··· Records for this task ···
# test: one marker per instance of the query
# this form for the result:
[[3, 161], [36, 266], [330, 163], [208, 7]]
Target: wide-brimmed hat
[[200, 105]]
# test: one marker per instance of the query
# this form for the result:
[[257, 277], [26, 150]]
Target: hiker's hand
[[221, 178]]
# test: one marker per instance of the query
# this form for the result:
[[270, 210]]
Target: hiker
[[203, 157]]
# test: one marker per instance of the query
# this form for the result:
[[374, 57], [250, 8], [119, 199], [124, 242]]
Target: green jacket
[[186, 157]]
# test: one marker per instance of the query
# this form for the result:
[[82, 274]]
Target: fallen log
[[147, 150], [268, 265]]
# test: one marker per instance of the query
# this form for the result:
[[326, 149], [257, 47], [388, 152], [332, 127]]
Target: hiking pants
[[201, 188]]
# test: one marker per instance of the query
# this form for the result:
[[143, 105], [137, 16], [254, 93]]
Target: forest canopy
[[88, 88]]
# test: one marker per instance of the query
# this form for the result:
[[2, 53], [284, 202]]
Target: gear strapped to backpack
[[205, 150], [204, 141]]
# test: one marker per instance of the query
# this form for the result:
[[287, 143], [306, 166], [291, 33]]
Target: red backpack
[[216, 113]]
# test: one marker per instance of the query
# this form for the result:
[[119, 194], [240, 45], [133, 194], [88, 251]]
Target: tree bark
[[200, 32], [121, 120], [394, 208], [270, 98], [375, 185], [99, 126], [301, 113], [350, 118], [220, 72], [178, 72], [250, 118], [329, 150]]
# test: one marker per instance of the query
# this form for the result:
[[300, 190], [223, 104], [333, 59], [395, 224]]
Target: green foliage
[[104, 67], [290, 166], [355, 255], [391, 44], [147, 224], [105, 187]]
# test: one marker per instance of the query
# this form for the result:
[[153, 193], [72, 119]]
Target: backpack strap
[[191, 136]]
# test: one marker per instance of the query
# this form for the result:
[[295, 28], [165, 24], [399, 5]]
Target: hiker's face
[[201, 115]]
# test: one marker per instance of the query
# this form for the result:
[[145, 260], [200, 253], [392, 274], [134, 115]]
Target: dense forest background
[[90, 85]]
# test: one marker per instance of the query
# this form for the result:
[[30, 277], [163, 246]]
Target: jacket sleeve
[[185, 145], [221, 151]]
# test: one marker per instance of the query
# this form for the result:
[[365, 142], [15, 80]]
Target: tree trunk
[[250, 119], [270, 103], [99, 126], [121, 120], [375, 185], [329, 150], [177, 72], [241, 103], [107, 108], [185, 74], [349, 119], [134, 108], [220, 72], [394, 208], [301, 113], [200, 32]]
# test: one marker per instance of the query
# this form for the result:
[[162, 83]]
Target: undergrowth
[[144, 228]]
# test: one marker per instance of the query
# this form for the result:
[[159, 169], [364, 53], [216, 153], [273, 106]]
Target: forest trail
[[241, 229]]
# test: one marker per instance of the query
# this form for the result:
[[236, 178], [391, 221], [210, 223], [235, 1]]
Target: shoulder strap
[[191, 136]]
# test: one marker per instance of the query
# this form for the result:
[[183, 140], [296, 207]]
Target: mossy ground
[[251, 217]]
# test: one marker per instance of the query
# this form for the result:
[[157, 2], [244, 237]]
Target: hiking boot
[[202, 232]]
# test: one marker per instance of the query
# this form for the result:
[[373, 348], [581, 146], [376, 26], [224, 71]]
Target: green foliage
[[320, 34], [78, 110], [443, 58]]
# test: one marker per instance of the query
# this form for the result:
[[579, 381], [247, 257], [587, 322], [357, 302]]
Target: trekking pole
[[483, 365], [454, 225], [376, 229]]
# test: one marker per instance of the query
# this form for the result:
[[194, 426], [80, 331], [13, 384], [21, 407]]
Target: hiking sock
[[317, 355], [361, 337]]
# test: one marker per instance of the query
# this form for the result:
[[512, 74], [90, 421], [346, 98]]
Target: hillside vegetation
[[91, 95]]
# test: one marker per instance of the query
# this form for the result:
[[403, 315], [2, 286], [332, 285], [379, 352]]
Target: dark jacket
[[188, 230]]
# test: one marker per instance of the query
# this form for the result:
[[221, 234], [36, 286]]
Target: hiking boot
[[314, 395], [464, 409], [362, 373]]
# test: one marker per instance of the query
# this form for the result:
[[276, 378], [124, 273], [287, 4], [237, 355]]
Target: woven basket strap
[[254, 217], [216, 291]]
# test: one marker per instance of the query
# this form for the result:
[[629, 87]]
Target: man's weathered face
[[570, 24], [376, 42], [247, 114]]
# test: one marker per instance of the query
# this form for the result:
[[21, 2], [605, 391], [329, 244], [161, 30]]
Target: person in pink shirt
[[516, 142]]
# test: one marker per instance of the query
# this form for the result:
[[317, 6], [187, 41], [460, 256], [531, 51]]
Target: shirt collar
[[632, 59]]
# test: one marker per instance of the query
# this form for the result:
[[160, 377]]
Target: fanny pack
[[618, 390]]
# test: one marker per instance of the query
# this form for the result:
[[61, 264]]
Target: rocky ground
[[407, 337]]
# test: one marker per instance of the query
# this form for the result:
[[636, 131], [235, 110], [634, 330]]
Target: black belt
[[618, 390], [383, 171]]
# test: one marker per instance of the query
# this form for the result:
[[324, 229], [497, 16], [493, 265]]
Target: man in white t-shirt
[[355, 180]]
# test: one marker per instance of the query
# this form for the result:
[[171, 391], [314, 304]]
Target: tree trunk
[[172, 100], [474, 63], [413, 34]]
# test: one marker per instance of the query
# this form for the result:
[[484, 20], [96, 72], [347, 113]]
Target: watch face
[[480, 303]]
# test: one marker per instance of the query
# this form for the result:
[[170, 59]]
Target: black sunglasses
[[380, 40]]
···
Copy the material above back out, exactly as written.

# test: one marker per instance of the query
# this form for the result:
[[3, 161], [36, 266], [330, 163], [208, 7]]
Target: wide-brimmed hat
[[200, 105]]
# test: one marker per instance of the query
# this form for the result:
[[257, 277], [26, 150]]
Target: hiker's hand
[[221, 178]]
# test: one marker per instance of the query
# this form for the result:
[[270, 210]]
Target: hiker
[[203, 157]]
# test: one marker per instance of the query
# this form for the result:
[[374, 57], [250, 8], [119, 199], [124, 242]]
Target: green jacket
[[186, 157]]
# test: one marker per instance of the query
# this form for the result:
[[82, 274]]
Target: fallen log
[[147, 150], [268, 265]]
# test: one marker per instance of the query
# this form for the result:
[[326, 149], [257, 47], [388, 152], [332, 127]]
Target: hiking pants
[[201, 188]]
# test: one marker per instance of the query
# this form for the result:
[[143, 105], [137, 16], [254, 93]]
Target: forest canopy
[[88, 88]]
# test: one marker per instance of the query
# this form for the result:
[[2, 53], [284, 202]]
Target: gear strapped to backpack
[[205, 150], [204, 141]]
# test: one marker per instance of the query
# this form for the result:
[[287, 143], [306, 166], [291, 33]]
Target: red backpack
[[216, 113]]
# test: one marker per instance of the query
# this form for the result:
[[119, 194], [240, 45], [133, 194], [88, 251]]
Target: tree bark
[[200, 32], [121, 120], [394, 208], [270, 98], [375, 185], [99, 126], [301, 113], [350, 118], [220, 72], [178, 72], [250, 118], [329, 150]]
# test: one marker per instance of the query
# this form for the result:
[[300, 190], [223, 104], [333, 59], [395, 224]]
Target: green foliage
[[104, 67], [290, 166], [355, 255], [391, 44], [147, 224], [105, 187]]
# test: one marker per instance of the query
# this form for the result:
[[153, 193], [72, 119]]
Target: backpack strap
[[191, 136]]
# test: one marker per instance of the query
# this form for the result:
[[295, 28], [165, 24], [399, 5]]
Target: hiker's face
[[201, 115]]
# test: one marker per instance of the query
# this form for the result:
[[145, 260], [200, 253], [392, 274], [134, 115]]
Target: dense forest background
[[90, 85]]
# test: one marker per instance of the query
# this form for the result:
[[30, 277], [163, 246]]
Target: jacket sleeve
[[185, 145], [221, 151]]
# test: one marker per instance of the query
# this form for the result:
[[365, 142], [15, 80]]
Target: tree trunk
[[250, 119], [270, 103], [99, 126], [121, 120], [375, 185], [329, 150], [177, 72], [241, 103], [107, 108], [185, 74], [349, 119], [134, 108], [220, 72], [394, 208], [301, 113], [200, 32]]
# test: one marker per instance of the query
# this form for the result:
[[162, 83]]
Target: undergrowth
[[144, 228]]
# test: one marker per instance of the query
# this form for the result:
[[159, 169], [364, 53], [216, 153], [273, 106]]
Target: forest trail
[[241, 229]]
# test: one marker per instance of the query
# this form for the result:
[[236, 178], [391, 221], [210, 223], [235, 1]]
Target: shoulder strap
[[191, 136]]
# test: one marker per instance of the query
# this form for the result:
[[183, 140], [296, 207]]
Target: mossy ground
[[251, 217]]
# test: one marker per instance of the query
# this form for the result:
[[157, 2], [244, 237]]
Target: hiking boot
[[202, 232]]
# test: one marker per instance of the query
# this form for the result:
[[373, 348], [581, 146], [376, 26], [224, 71]]
Target: green foliage
[[320, 34], [78, 110], [443, 58]]
# test: one marker per instance of the query
# this form for the result:
[[579, 381], [247, 257], [587, 322], [357, 302]]
Target: trekking pole
[[483, 365], [454, 225], [376, 229]]
# test: one marker per instance of the query
# this form for the result:
[[194, 426], [80, 331], [13, 384], [21, 407]]
Target: hiking sock
[[317, 355], [361, 337]]
# test: one marker per instance of the query
# this form for the result:
[[512, 74], [90, 421], [346, 98]]
Target: hillside vegetation
[[91, 95]]
# test: one marker per instance of the query
# this form for the result:
[[403, 315], [2, 286], [332, 285], [379, 352]]
Target: dark jacket
[[188, 230]]
# test: one marker per instance of the query
# this form for the result:
[[221, 234], [36, 286]]
Target: hiking boot
[[314, 395], [464, 409], [362, 373]]
# test: one marker per instance of the query
# this form for the result:
[[276, 378], [124, 273], [287, 4], [237, 355]]
Target: woven basket strap
[[254, 217], [216, 291]]
# test: one marker per instance of the query
# this form for the result:
[[629, 87]]
Target: man's weathered face
[[570, 24], [376, 42], [247, 114]]
# test: one marker per instance of the query
# this form for the result:
[[21, 2], [605, 391], [329, 244], [161, 30]]
Target: person in pink shirt
[[516, 142]]
# test: one marker per instance of the query
# this form for the result:
[[317, 6], [187, 41], [460, 256], [531, 51]]
Target: shirt collar
[[632, 59]]
# test: one marker per instance of the query
# this form for the result:
[[160, 377]]
Target: fanny pack
[[618, 390]]
# test: one marker per instance of the query
# this form for the result:
[[61, 264]]
Target: rocky ground
[[407, 337]]
# test: one marker per instance of the query
# this form for the result:
[[636, 131], [235, 110], [634, 330]]
Target: black belt
[[618, 390], [383, 171]]
# test: one marker per instance of the query
# this form for the result:
[[324, 229], [497, 16], [493, 265]]
Target: man in white t-shirt
[[355, 180]]
# test: one marker per instance of the query
# this form for the result:
[[171, 391], [314, 304]]
Target: tree trunk
[[172, 100], [474, 63], [413, 34]]
# test: one marker per instance of the query
# this form for the result:
[[484, 20], [96, 72], [347, 113]]
Target: watch face
[[480, 303]]
# test: one marker per instance of the query
# this form for the result:
[[170, 59]]
Target: black sunglasses
[[380, 40]]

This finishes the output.